§ What you should do: Gather every line in the items below that contains the word "Give", and copy each of those lines in full.
======== Data provided
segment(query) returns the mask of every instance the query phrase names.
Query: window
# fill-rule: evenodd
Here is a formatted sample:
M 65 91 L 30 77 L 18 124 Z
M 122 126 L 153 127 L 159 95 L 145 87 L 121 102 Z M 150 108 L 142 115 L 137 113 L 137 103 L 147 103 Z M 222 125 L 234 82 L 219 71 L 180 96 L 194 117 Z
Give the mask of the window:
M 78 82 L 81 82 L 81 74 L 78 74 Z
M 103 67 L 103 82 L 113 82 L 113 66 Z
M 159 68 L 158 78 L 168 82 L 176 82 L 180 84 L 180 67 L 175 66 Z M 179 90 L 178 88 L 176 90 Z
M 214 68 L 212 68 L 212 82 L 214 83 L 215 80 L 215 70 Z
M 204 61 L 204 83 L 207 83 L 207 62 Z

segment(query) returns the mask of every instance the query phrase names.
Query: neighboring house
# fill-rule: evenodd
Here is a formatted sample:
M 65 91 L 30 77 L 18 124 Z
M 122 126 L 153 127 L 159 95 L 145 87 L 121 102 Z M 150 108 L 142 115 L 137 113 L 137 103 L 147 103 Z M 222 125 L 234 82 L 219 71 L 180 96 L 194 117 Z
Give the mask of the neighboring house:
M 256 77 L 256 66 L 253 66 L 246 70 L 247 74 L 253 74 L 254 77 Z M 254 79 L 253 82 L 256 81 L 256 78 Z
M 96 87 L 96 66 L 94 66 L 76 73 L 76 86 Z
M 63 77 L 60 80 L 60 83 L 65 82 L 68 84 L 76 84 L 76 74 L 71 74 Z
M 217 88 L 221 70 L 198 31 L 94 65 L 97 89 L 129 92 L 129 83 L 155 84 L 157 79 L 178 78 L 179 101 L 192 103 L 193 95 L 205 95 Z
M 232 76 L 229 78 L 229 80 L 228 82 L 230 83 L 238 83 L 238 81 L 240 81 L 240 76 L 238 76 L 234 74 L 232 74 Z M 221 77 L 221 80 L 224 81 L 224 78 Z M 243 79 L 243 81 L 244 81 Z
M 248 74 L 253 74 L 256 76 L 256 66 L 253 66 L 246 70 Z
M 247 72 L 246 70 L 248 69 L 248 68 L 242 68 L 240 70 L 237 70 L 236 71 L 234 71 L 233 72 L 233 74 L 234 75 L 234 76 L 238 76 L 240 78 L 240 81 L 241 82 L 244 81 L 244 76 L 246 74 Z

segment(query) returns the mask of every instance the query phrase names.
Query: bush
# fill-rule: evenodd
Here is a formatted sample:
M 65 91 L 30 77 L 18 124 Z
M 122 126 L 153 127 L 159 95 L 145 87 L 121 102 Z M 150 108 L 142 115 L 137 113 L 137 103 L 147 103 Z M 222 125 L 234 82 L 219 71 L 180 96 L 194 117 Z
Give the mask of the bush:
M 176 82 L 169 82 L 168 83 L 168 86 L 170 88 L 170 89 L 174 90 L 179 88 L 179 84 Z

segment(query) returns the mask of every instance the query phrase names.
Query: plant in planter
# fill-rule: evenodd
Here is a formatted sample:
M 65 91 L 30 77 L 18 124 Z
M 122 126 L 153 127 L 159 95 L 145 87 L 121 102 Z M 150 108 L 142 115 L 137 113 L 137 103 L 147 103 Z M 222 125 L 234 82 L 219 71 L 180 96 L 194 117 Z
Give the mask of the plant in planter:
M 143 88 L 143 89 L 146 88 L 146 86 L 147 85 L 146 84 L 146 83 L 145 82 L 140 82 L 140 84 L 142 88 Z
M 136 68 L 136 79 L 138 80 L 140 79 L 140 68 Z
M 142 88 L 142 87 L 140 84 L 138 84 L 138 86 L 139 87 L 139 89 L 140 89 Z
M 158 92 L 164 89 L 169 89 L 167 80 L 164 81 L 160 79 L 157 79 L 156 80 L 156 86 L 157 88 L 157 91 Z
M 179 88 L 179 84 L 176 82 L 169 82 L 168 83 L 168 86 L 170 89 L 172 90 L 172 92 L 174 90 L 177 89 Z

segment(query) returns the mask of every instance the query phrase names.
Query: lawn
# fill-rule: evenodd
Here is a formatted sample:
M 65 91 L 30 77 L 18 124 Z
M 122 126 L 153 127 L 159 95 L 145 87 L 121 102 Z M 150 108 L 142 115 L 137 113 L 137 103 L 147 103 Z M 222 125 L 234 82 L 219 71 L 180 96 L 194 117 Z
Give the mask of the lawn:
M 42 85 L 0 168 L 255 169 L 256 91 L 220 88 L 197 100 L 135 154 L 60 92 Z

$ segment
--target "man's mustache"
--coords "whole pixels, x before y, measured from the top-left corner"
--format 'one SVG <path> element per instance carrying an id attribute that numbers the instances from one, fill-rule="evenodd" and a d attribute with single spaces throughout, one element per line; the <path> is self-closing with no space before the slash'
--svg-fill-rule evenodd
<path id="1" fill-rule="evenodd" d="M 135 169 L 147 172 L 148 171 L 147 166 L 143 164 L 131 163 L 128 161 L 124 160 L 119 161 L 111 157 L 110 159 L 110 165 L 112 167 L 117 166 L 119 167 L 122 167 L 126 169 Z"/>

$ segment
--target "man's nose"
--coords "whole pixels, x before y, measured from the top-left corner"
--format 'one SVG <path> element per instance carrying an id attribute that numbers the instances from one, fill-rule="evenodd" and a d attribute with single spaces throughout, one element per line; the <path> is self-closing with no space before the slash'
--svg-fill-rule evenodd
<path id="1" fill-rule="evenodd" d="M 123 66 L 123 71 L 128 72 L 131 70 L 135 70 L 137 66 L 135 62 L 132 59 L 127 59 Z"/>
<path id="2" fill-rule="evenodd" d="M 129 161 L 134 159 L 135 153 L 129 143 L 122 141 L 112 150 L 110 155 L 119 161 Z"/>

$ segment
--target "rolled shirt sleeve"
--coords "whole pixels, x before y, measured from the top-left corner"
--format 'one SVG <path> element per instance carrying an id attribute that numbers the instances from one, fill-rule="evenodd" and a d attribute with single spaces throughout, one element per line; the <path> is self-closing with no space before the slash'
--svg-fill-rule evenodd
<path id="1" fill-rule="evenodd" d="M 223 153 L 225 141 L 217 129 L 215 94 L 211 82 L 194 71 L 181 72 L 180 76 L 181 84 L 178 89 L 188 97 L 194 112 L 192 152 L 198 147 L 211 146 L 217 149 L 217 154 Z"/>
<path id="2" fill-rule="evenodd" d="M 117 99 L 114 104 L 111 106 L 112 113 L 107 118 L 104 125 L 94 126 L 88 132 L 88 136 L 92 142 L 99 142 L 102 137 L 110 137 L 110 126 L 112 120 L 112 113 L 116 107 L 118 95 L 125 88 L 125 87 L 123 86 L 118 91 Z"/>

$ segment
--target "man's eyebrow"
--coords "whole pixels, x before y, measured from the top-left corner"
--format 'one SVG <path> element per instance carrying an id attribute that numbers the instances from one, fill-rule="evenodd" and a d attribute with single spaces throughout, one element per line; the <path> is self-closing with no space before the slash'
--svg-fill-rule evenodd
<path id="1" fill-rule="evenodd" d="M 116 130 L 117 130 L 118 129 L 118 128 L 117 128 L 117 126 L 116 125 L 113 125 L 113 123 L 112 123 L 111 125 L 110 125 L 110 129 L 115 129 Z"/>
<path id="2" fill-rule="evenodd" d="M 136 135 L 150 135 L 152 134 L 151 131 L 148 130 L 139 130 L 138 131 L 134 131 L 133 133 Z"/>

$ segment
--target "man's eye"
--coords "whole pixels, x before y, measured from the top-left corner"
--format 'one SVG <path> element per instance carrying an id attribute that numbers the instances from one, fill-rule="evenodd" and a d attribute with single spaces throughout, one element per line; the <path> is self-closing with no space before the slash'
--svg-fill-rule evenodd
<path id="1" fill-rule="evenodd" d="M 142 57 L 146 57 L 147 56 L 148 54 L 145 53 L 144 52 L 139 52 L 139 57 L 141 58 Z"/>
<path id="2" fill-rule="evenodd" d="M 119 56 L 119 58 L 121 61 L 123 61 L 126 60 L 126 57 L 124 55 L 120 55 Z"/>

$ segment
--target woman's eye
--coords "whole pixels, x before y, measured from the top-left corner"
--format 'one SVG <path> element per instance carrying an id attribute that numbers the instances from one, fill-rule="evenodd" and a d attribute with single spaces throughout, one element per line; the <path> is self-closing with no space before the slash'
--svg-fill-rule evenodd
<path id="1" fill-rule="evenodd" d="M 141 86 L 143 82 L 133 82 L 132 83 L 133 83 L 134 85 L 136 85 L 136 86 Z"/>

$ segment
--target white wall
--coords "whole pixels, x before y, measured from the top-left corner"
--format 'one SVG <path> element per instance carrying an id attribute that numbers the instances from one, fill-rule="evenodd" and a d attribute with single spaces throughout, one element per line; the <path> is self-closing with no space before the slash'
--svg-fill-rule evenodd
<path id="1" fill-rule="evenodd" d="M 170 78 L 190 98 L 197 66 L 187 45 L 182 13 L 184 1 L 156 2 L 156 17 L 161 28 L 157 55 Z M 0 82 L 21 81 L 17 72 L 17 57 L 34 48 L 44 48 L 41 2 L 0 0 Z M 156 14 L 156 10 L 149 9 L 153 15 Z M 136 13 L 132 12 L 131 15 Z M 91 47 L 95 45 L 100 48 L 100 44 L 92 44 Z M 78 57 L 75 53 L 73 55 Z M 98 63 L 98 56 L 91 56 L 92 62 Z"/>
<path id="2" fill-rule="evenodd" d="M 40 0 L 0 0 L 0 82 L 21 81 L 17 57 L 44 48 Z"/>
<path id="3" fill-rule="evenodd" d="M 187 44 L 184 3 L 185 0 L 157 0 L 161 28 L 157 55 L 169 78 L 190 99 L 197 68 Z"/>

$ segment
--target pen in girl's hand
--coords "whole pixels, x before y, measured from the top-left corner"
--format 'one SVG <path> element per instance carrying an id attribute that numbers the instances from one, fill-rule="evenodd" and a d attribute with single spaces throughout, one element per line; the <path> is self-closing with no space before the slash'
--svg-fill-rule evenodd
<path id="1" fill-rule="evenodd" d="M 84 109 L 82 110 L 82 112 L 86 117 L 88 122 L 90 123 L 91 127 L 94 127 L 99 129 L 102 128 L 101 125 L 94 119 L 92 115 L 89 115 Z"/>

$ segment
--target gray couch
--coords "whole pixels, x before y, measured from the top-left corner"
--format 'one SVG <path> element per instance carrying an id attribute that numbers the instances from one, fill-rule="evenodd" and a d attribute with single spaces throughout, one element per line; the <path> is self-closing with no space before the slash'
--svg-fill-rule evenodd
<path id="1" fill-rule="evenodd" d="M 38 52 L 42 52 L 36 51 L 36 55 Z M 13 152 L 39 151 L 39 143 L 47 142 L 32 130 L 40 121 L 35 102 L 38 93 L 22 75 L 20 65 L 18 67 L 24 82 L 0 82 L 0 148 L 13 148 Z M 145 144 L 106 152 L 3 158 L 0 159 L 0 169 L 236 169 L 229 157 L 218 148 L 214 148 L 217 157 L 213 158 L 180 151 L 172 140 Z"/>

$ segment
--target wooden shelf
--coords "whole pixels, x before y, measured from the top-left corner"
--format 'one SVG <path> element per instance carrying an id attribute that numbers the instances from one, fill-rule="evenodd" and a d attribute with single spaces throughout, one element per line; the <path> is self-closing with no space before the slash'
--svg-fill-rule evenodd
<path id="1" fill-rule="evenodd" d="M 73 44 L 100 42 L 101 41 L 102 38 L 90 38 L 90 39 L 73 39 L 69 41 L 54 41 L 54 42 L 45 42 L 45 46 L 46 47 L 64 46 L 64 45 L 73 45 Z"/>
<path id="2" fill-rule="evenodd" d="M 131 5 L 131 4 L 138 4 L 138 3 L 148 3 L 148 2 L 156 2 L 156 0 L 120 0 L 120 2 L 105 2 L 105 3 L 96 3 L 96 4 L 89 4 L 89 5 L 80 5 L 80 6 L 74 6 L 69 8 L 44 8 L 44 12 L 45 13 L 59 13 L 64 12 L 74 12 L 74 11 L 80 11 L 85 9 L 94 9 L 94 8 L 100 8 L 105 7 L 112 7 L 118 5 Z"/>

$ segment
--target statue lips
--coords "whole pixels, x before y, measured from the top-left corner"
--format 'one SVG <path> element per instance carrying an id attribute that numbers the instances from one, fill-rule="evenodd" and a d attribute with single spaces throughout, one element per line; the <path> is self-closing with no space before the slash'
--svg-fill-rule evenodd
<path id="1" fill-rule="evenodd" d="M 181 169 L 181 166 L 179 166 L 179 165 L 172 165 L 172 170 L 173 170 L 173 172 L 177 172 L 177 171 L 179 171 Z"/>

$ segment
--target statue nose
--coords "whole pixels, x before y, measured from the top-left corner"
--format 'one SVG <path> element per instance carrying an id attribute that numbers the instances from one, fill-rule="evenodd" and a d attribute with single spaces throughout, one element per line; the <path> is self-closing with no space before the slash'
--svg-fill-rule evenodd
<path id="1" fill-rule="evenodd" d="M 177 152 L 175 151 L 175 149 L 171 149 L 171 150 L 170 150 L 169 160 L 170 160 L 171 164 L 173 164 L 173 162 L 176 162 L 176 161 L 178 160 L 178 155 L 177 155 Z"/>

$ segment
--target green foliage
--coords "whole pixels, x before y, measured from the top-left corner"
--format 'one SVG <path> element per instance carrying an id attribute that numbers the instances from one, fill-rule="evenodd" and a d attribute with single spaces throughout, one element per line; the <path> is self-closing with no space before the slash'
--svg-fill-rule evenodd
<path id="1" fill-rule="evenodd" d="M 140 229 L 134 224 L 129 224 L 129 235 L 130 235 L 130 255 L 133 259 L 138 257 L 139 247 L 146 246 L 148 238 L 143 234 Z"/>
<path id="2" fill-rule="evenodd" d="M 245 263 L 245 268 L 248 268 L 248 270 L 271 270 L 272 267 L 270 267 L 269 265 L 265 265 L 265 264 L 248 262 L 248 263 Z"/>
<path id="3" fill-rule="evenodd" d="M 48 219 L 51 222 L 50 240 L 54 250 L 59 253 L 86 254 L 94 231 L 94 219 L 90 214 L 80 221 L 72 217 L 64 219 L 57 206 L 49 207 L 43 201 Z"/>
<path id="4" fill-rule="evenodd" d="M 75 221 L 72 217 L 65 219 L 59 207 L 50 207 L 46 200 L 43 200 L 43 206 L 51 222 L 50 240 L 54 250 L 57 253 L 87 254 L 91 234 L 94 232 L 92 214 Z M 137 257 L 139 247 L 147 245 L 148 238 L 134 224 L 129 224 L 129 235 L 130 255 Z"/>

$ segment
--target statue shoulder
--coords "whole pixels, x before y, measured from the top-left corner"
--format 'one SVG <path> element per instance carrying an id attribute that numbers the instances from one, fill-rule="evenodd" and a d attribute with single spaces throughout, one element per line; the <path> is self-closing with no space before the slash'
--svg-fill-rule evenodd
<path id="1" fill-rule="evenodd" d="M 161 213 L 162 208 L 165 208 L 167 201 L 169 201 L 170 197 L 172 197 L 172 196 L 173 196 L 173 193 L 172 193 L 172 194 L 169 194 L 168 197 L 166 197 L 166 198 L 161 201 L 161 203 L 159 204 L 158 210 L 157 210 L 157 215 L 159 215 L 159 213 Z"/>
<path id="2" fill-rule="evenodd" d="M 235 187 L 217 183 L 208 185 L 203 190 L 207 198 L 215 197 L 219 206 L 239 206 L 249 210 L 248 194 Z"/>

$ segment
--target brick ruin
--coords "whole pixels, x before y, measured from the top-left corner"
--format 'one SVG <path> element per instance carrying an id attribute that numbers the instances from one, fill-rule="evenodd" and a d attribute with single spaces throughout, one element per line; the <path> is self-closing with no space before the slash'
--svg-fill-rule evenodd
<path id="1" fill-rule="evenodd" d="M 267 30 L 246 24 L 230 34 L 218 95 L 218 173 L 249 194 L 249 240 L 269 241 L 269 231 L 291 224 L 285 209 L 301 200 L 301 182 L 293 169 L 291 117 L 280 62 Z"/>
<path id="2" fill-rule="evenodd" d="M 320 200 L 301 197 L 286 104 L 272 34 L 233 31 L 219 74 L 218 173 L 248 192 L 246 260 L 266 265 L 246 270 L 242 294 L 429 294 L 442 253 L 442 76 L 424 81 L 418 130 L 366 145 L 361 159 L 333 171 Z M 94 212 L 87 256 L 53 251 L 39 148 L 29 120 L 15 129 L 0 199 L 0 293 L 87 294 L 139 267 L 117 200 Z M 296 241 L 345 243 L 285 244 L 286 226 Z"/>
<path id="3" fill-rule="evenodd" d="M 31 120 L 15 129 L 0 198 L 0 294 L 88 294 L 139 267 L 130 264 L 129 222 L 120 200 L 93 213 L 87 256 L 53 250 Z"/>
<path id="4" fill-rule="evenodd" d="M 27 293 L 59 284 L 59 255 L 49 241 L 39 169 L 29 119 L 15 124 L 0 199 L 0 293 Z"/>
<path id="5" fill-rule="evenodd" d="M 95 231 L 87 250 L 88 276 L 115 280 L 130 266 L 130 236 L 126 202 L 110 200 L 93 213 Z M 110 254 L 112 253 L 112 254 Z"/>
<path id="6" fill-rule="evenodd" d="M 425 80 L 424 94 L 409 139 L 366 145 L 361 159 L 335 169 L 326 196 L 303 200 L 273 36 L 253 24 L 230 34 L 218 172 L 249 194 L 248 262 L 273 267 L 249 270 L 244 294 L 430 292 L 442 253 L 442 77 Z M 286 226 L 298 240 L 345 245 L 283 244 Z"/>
================
§ Result of the exercise:
Give the mask of the window:
Give the mask of the neighboring house:
Give the mask of the bush:
Give the mask of the plant in planter:
Give the mask of the lawn:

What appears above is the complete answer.